» **EXERCISE OBJECTIVE**: Pick out each line of the entries that contains the string "every". Matching is case-sensitive.
====== DATASET EXTRACT ======
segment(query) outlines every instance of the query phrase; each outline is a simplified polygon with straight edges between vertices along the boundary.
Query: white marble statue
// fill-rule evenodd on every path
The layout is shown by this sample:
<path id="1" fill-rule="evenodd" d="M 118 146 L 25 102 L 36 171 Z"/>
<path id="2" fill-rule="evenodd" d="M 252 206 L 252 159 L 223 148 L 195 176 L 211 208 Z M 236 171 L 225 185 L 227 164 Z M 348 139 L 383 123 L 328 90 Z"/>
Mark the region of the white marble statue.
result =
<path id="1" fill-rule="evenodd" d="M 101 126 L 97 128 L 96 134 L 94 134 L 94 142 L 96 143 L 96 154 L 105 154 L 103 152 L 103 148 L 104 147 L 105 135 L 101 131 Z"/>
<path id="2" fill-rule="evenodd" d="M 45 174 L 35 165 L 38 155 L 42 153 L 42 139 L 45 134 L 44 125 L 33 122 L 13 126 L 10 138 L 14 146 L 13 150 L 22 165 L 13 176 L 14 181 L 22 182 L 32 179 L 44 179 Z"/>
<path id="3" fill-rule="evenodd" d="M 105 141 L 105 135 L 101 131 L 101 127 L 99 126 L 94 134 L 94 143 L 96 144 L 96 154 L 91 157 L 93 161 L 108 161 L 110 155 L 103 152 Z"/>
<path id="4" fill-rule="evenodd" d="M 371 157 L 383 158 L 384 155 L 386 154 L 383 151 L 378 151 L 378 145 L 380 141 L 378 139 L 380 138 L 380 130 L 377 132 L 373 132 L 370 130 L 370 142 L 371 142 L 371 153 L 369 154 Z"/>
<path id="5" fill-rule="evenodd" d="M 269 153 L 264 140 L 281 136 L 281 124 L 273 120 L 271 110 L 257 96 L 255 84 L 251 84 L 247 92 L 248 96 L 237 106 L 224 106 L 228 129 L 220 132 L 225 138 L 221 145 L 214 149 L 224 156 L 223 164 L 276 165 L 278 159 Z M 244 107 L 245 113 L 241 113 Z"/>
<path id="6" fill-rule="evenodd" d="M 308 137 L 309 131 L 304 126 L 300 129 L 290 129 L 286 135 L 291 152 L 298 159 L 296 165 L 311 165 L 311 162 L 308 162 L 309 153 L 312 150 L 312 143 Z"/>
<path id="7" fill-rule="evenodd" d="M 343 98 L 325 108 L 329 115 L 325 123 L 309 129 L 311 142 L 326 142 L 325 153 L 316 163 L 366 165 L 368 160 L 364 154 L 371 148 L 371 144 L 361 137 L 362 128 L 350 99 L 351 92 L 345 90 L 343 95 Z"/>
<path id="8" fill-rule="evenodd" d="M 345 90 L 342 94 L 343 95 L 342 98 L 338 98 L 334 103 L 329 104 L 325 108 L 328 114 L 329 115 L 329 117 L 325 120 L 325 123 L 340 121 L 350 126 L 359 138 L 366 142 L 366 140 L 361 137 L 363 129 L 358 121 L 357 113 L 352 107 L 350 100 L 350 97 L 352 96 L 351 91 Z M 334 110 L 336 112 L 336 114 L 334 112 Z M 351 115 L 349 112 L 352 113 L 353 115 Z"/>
======
» **EXERCISE ANSWER**:
segment(query) outlines every instance of the query phrase; each outline is a simplified polygon with straight edges between vertices along the boundary.
// fill-rule evenodd on every path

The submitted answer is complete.